* Task instructions
Copy out the review of Day of the Dead below, word for word.

* Excerpt to read
::::::
DAY OF THE DEAD - 1985
A Laurel Group Production / Anchor Bay Entertainment
Ratings: France: -12 / Sweden: 15 / U.K.: 18 / USA: R
"You want me to salute that walking bag of pus?"
When DAWN OF THE DEAD was first released, it was
touted as being exactly ten years from the day of NIGHT
OF THE LIVING DEAD's release. It was also said that the next film, DAY OF THE DEAD, would be released in another decade. With the success of DAWN OF THE DEAD, George changed his tune and DAY OF THE DEAD was released only seven years later. Well, there's a large difference between marketing and art I guess.
There is also such a thing as striking while the "Iron is hot".
DAWN OF THE DEAD did an excellent job of blending humor with horror but DAY OF THE DEAD returns to its NIGHT OF THE LIVING DEAD roots, creating (as Sam Raimi might say) the ultimate in grueling horror. If there is one thing that Romero kept over from NIGHT and DAWN (considered by many fans to be the best of the series) it's the use of the helicopter as the mcguffin.
As in DAWN, despite all else, the helicopter looms in the background as the key to salvation. Only in the helicopter can we escape, can we rise - however temporarily - from the Horror below.
::::::
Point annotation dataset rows
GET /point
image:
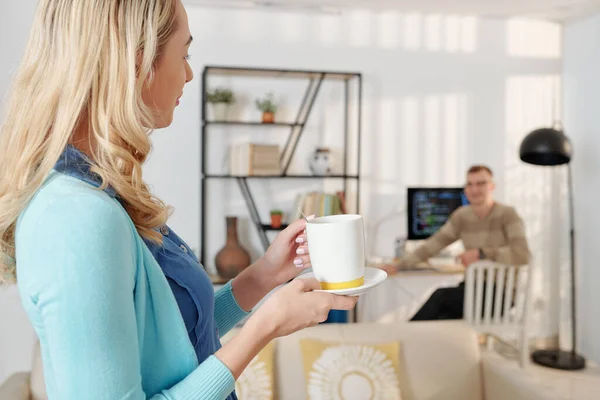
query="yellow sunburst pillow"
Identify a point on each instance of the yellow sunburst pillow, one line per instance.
(256, 382)
(351, 371)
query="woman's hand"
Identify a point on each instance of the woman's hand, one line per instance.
(297, 306)
(289, 309)
(287, 256)
(284, 260)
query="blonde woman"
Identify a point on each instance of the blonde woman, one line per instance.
(121, 307)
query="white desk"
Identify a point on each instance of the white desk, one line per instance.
(402, 295)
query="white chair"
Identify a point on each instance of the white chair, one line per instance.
(502, 312)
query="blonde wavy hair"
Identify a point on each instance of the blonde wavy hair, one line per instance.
(86, 62)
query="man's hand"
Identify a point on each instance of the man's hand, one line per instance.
(469, 257)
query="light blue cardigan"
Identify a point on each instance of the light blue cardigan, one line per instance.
(108, 324)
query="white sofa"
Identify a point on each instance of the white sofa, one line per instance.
(442, 361)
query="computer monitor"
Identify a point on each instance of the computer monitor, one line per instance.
(429, 208)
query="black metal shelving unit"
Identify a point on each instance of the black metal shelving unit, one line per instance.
(315, 80)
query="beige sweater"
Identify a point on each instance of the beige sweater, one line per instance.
(501, 236)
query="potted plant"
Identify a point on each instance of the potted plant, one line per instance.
(220, 99)
(276, 217)
(268, 107)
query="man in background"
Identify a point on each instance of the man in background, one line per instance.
(489, 230)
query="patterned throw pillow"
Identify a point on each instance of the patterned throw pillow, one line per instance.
(256, 382)
(351, 371)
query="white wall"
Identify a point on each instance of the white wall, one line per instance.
(582, 124)
(441, 92)
(16, 334)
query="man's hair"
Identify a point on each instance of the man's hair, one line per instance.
(478, 168)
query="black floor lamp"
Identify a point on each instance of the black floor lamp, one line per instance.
(550, 147)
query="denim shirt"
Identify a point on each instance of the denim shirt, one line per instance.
(190, 284)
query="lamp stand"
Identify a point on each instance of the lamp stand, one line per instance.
(565, 360)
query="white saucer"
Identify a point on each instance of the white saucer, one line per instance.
(373, 277)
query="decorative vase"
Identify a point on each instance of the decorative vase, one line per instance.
(220, 112)
(232, 258)
(276, 220)
(320, 161)
(268, 117)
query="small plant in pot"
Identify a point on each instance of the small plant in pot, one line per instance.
(268, 107)
(276, 218)
(221, 99)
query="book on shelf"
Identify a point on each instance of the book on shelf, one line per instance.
(318, 204)
(249, 159)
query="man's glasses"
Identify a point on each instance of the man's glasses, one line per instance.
(476, 184)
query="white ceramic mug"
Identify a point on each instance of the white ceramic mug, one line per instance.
(336, 245)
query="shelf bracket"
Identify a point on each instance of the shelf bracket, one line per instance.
(305, 108)
(253, 211)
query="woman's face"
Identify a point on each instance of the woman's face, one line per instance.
(171, 73)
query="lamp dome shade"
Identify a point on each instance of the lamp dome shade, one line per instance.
(546, 146)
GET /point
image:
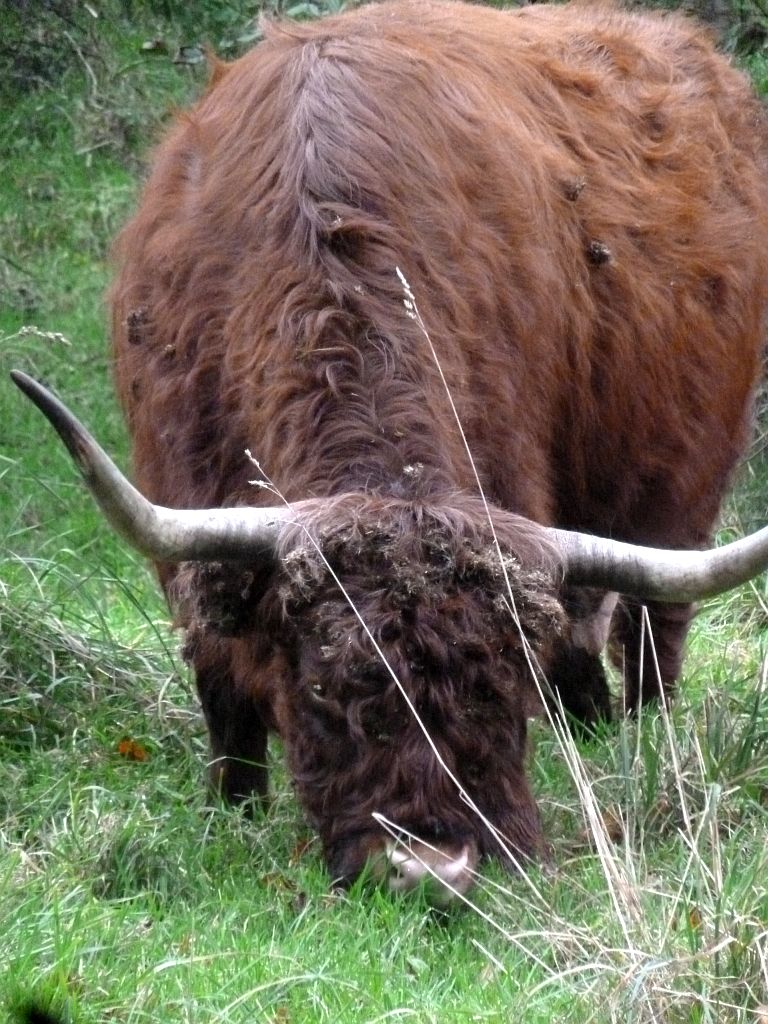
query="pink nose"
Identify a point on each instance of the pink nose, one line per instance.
(445, 872)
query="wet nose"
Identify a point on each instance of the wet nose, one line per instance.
(443, 871)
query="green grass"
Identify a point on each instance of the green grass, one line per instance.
(127, 895)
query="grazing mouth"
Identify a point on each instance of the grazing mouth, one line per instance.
(442, 870)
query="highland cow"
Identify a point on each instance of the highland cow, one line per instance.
(579, 200)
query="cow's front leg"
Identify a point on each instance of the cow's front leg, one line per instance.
(236, 726)
(647, 646)
(579, 686)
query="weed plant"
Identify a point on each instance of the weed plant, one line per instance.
(126, 893)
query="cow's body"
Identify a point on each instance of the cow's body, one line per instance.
(579, 200)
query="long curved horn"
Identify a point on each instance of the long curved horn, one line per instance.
(204, 535)
(166, 535)
(658, 573)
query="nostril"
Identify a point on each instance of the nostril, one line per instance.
(442, 872)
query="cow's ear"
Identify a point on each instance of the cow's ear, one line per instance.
(219, 596)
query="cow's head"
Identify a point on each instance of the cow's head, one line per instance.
(402, 639)
(402, 642)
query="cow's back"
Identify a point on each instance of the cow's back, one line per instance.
(578, 200)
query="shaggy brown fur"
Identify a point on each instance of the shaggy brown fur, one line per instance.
(579, 199)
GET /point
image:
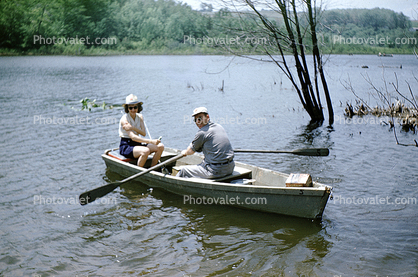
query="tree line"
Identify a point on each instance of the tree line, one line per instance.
(161, 26)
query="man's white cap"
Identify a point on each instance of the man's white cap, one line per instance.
(200, 110)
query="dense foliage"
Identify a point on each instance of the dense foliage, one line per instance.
(165, 27)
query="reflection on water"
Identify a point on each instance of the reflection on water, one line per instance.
(139, 230)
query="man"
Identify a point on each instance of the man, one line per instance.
(212, 140)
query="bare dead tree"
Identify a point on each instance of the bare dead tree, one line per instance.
(290, 34)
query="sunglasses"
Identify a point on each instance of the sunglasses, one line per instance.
(199, 118)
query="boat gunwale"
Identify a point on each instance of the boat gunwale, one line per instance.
(319, 187)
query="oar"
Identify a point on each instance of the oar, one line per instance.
(302, 152)
(93, 194)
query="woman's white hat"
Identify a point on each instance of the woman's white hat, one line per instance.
(199, 110)
(132, 99)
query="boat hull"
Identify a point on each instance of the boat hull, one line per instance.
(268, 195)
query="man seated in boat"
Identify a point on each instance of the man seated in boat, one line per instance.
(212, 140)
(132, 132)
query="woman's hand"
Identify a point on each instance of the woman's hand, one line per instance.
(155, 141)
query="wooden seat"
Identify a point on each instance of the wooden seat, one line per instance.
(238, 173)
(115, 154)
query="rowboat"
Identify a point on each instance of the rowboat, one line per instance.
(248, 187)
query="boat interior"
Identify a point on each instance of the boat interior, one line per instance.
(243, 174)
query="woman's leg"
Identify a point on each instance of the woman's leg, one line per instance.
(157, 150)
(141, 152)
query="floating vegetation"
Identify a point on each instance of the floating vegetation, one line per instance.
(408, 117)
(87, 104)
(400, 106)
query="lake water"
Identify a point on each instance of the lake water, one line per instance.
(50, 153)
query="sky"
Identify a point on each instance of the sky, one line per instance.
(407, 7)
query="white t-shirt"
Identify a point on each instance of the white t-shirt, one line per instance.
(134, 123)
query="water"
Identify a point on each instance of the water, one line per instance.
(51, 153)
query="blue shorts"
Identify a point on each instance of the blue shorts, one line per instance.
(126, 147)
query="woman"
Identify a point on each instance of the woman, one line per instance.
(133, 143)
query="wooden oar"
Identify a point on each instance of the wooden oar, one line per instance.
(93, 194)
(302, 152)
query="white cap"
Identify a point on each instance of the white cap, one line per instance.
(200, 110)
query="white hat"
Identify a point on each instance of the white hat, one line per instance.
(200, 110)
(132, 99)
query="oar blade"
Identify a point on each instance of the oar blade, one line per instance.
(311, 152)
(91, 195)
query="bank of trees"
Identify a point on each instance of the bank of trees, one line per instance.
(160, 26)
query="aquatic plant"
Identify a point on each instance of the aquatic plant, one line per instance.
(87, 104)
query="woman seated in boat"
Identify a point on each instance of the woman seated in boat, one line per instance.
(132, 131)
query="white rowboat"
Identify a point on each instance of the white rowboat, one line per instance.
(249, 187)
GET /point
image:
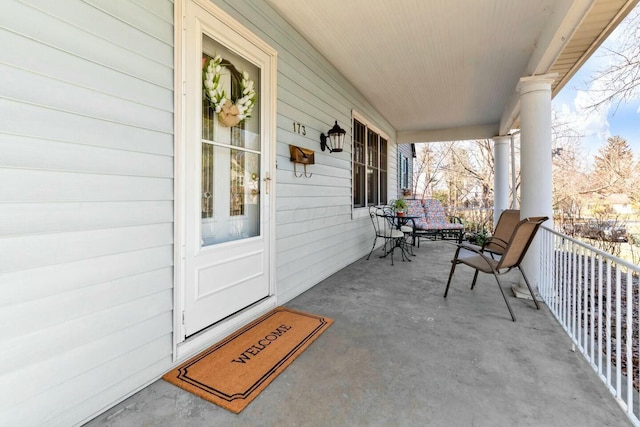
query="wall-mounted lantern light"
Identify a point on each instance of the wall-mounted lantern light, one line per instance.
(334, 140)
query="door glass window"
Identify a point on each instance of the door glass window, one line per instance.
(231, 152)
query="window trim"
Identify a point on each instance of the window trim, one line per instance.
(361, 212)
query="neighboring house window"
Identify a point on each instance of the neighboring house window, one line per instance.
(369, 166)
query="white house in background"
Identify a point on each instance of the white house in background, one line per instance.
(136, 228)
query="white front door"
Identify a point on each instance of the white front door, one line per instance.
(227, 257)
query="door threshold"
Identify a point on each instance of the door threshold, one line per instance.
(215, 333)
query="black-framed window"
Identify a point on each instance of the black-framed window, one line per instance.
(369, 166)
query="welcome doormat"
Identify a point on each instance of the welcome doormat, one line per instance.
(235, 370)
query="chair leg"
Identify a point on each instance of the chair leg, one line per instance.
(475, 277)
(372, 247)
(513, 317)
(529, 286)
(454, 262)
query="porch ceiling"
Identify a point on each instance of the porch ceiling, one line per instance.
(448, 70)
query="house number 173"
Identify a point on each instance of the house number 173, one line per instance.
(298, 128)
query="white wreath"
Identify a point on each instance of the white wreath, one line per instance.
(231, 112)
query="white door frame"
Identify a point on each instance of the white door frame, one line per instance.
(268, 101)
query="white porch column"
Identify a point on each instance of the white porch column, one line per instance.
(500, 175)
(535, 165)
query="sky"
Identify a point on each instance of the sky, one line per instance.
(622, 119)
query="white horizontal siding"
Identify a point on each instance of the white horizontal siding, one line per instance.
(315, 229)
(86, 205)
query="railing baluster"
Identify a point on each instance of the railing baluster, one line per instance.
(618, 336)
(628, 346)
(570, 288)
(600, 369)
(608, 352)
(592, 296)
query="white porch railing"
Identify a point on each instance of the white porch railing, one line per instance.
(476, 220)
(595, 297)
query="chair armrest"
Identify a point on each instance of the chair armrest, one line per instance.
(456, 220)
(496, 241)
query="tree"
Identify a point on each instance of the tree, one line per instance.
(613, 168)
(427, 168)
(570, 175)
(619, 80)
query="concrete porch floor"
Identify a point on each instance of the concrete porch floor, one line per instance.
(399, 354)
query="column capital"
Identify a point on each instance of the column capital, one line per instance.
(502, 139)
(542, 82)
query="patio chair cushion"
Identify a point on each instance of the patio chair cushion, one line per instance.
(436, 218)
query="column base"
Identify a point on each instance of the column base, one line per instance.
(521, 292)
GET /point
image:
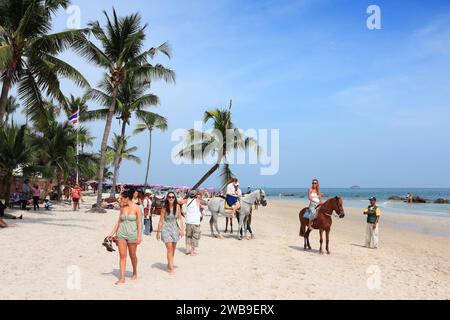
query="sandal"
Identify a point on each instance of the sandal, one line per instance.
(108, 244)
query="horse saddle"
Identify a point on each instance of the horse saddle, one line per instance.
(307, 214)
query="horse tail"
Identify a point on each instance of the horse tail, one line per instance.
(302, 225)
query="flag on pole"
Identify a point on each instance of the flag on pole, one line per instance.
(74, 117)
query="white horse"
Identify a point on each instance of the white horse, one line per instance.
(217, 206)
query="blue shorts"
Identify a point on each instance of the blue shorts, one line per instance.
(231, 200)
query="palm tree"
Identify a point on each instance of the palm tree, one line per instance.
(14, 154)
(150, 122)
(200, 144)
(131, 98)
(11, 106)
(55, 147)
(28, 53)
(122, 41)
(119, 145)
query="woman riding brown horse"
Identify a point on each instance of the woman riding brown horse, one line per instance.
(323, 221)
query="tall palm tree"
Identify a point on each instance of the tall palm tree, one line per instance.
(14, 154)
(200, 144)
(11, 106)
(119, 145)
(122, 40)
(28, 53)
(132, 98)
(150, 122)
(55, 146)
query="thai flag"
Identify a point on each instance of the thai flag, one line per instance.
(74, 117)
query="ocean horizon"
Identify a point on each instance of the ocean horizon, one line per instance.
(358, 197)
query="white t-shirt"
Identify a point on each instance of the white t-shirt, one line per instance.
(193, 213)
(231, 190)
(147, 204)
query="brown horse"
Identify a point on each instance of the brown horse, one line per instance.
(323, 221)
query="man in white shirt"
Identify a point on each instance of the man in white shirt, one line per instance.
(193, 217)
(147, 204)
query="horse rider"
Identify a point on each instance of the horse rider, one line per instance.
(315, 200)
(232, 197)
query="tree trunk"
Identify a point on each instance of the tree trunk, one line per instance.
(117, 157)
(4, 96)
(210, 172)
(149, 155)
(7, 195)
(112, 108)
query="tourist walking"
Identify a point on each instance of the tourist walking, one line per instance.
(373, 218)
(170, 228)
(127, 233)
(36, 196)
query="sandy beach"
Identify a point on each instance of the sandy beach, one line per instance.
(42, 254)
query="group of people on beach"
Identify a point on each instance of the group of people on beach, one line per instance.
(134, 220)
(372, 212)
(180, 216)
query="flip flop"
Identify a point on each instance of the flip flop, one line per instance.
(108, 244)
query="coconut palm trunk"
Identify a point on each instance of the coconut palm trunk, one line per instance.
(4, 96)
(8, 180)
(209, 172)
(149, 155)
(112, 108)
(117, 159)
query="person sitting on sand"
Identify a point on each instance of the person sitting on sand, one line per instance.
(170, 227)
(75, 194)
(315, 200)
(373, 217)
(127, 233)
(231, 196)
(5, 215)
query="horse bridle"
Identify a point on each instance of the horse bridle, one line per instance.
(260, 194)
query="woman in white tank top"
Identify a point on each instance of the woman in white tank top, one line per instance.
(315, 198)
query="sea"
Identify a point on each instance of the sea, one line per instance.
(358, 198)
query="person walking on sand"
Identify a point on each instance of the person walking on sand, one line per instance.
(127, 233)
(315, 200)
(26, 193)
(373, 217)
(170, 227)
(75, 194)
(36, 192)
(147, 203)
(193, 220)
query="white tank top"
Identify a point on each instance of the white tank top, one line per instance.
(315, 197)
(193, 213)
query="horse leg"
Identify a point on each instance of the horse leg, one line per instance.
(245, 228)
(321, 240)
(327, 235)
(240, 226)
(217, 227)
(231, 225)
(211, 220)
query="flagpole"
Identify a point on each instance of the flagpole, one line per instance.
(78, 150)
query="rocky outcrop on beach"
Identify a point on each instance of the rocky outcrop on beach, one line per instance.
(414, 199)
(442, 200)
(397, 198)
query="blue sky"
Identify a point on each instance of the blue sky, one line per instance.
(353, 105)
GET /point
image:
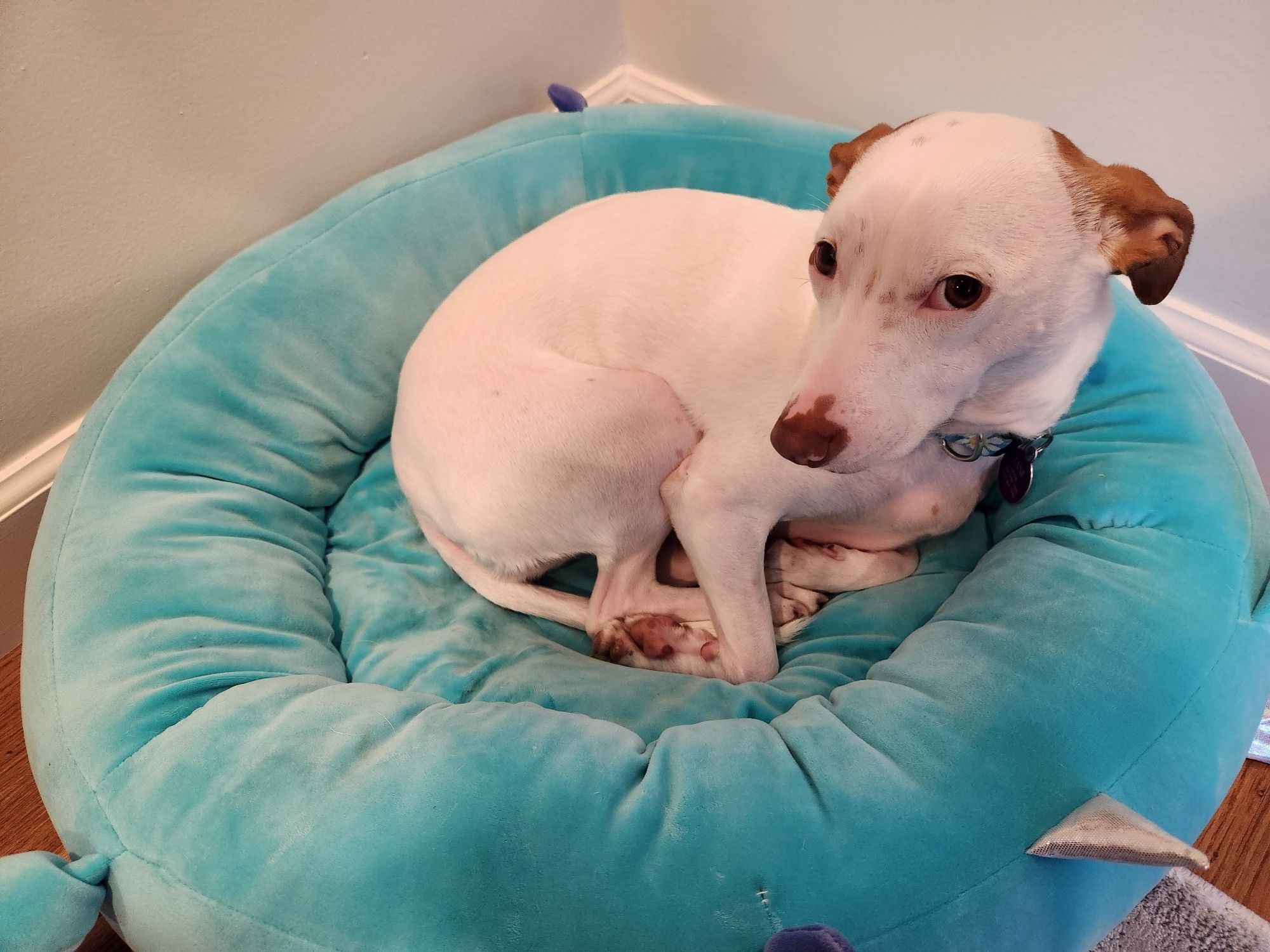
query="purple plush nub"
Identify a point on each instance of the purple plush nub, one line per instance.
(808, 939)
(566, 98)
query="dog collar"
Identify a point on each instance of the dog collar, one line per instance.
(1019, 453)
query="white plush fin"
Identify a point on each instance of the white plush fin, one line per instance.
(1107, 829)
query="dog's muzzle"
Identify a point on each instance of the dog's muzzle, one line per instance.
(810, 441)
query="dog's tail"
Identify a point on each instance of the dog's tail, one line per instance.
(523, 597)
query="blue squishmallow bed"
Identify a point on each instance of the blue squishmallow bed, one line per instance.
(264, 715)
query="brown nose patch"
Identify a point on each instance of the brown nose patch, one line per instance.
(810, 438)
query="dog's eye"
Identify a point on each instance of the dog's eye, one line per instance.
(956, 293)
(825, 258)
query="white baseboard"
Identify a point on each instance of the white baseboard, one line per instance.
(1219, 339)
(25, 480)
(32, 473)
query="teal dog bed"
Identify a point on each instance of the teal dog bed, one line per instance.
(264, 715)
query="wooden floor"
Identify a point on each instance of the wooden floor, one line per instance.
(1238, 841)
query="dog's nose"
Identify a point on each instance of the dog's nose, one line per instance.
(810, 439)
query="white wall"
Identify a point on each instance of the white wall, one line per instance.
(145, 141)
(1180, 88)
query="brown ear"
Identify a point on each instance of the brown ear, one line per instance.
(1145, 232)
(844, 155)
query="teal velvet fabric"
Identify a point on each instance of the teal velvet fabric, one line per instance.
(251, 683)
(49, 903)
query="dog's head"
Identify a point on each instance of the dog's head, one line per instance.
(961, 278)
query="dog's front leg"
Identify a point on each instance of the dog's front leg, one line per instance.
(726, 537)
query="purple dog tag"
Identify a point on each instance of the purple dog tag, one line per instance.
(1015, 474)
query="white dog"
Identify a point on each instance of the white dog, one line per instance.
(617, 373)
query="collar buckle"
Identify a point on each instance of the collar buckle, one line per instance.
(968, 447)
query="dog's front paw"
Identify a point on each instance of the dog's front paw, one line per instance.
(791, 602)
(658, 643)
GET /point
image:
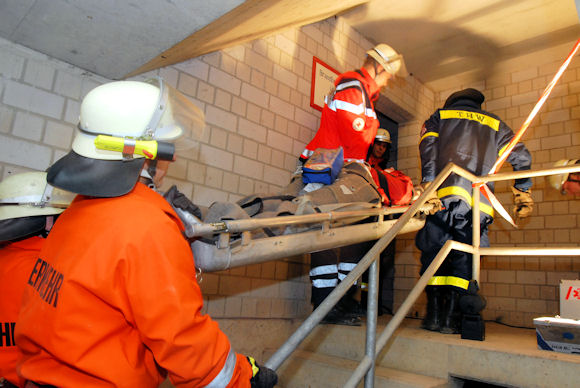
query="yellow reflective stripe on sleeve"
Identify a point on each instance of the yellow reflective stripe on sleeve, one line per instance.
(225, 376)
(457, 282)
(502, 150)
(434, 134)
(255, 369)
(437, 281)
(467, 115)
(460, 191)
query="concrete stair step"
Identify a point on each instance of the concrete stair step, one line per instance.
(306, 369)
(507, 357)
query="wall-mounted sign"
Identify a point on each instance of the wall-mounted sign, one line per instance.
(323, 77)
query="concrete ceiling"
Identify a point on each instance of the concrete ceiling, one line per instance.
(443, 41)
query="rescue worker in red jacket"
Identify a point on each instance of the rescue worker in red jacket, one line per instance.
(473, 139)
(28, 209)
(112, 299)
(348, 117)
(396, 189)
(349, 121)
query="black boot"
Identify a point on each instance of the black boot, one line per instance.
(452, 319)
(434, 314)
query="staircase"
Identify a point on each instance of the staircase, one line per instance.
(418, 358)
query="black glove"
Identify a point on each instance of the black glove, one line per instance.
(180, 201)
(262, 377)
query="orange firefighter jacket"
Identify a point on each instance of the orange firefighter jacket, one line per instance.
(16, 262)
(113, 301)
(348, 118)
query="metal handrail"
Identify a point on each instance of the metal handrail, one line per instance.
(374, 347)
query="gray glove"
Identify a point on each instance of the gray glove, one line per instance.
(179, 201)
(523, 203)
(433, 200)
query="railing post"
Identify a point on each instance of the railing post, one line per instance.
(372, 312)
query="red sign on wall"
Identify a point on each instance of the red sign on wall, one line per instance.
(323, 77)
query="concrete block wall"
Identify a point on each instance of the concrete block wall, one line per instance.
(518, 289)
(256, 98)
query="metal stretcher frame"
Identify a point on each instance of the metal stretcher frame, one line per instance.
(375, 345)
(332, 231)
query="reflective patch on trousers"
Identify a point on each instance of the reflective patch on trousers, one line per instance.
(346, 267)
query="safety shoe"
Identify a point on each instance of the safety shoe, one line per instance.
(451, 323)
(433, 318)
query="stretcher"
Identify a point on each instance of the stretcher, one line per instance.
(294, 221)
(228, 244)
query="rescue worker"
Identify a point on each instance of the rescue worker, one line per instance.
(122, 306)
(398, 190)
(348, 117)
(379, 152)
(349, 121)
(566, 183)
(462, 133)
(28, 210)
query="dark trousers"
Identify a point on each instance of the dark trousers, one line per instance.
(330, 267)
(453, 223)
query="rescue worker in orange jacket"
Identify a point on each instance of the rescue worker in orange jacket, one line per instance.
(26, 217)
(462, 133)
(348, 117)
(112, 299)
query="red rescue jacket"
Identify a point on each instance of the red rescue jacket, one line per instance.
(113, 301)
(348, 117)
(16, 262)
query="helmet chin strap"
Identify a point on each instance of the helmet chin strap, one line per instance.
(147, 179)
(148, 173)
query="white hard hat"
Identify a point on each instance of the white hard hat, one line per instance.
(26, 200)
(389, 59)
(557, 181)
(149, 110)
(383, 135)
(130, 111)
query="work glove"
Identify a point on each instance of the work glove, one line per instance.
(523, 203)
(262, 377)
(179, 201)
(432, 200)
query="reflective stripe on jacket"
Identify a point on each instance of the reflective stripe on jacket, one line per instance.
(348, 117)
(16, 262)
(120, 305)
(472, 139)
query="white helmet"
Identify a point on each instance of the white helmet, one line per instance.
(26, 200)
(383, 135)
(557, 181)
(128, 114)
(389, 59)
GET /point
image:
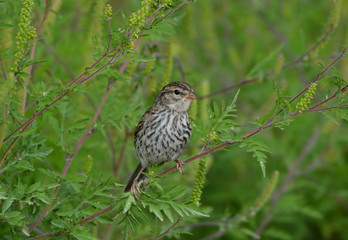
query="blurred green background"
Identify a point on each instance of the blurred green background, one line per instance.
(217, 44)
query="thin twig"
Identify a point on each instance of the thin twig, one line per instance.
(32, 54)
(270, 122)
(89, 129)
(290, 177)
(167, 231)
(118, 163)
(270, 73)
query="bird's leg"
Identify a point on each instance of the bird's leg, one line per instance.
(135, 185)
(180, 166)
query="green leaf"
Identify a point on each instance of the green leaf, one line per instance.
(129, 202)
(154, 209)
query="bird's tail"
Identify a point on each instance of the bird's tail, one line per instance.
(134, 175)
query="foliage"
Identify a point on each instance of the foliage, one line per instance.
(76, 77)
::::::
* Solution to this task
DAY OF THE DEAD - 1985
A Laurel Group Production / Anchor Bay Entertainment
Ratings: France: -12 / Sweden: 15 / U.K.: 18 / USA: R
"You want me to salute that walking bag of pus?"
When DAWN OF THE DEAD was first released, it was
touted as being exactly ten years from the day of NIGHT
OF THE LIVING DEAD's release. It was also said that the next film, DAY OF THE DEAD, would be released in another decade. With the success of DAWN OF THE DEAD, George changed his tune and DAY OF THE DEAD was released only seven years later. Well, there's a large difference between marketing and art I guess.
There is also such a thing as striking while the "Iron is hot".
DAWN OF THE DEAD did an excellent job of blending humor with horror but DAY OF THE DEAD returns to its NIGHT OF THE LIVING DEAD roots, creating (as Sam Raimi might say) the ultimate in grueling horror. If there is one thing that Romero kept over from NIGHT and DAWN (considered by many fans to be the best of the series) it's the use of the helicopter as the mcguffin.
As in DAWN, despite all else, the helicopter looms in the background as the key to salvation. Only in the helicopter can we escape, can we rise - however temporarily - from the Horror below.